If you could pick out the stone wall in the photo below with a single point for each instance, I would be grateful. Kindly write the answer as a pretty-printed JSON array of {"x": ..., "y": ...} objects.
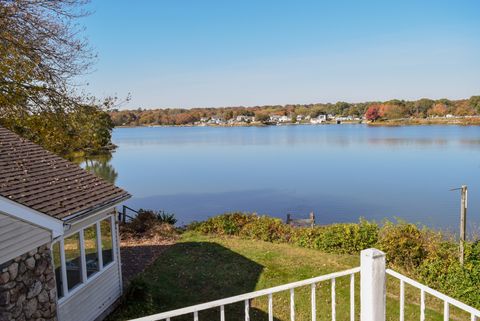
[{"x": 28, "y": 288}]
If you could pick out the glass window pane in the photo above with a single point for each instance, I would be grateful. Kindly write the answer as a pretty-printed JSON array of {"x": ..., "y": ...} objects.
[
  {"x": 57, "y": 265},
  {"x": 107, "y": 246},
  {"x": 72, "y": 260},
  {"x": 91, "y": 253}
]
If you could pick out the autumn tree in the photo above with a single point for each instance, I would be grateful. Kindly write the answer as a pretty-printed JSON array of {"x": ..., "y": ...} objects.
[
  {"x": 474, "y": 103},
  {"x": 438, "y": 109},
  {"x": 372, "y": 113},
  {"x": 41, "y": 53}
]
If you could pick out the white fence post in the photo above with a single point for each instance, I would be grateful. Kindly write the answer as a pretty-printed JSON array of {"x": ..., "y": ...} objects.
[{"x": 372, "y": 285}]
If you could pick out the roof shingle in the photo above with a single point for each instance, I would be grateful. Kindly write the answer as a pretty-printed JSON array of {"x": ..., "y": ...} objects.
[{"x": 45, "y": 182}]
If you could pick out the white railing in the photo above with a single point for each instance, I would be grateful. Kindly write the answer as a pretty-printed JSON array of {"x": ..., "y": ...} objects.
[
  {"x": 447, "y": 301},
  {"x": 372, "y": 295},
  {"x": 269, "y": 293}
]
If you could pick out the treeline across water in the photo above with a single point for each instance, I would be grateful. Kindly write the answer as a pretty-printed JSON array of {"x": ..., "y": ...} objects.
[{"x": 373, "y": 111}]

* * *

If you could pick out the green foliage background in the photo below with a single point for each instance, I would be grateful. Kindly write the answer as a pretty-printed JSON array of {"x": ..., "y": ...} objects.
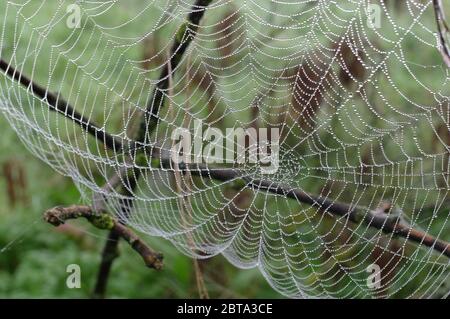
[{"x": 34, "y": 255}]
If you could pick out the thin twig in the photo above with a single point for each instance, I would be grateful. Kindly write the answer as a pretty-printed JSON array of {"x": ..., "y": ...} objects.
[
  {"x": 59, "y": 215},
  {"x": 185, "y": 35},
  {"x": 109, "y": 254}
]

PROBLEM DESCRIPTION:
Gather every line above that contains the word "white", treating uppercase and lowercase as distinct.

SOLUTION TO THIS TASK:
If you could pick out the white fence post in the photo above with a single point for each instance, I would be grateful. Kindly write the answer as a pretty-printed JSON array of {"x": ..., "y": ...} objects.
If you could pick out the white railing in the photo above with a single point for each instance, I would be grateful. Kindly write the answer as a pretty-printed JSON array of {"x": ..., "y": ...} objects.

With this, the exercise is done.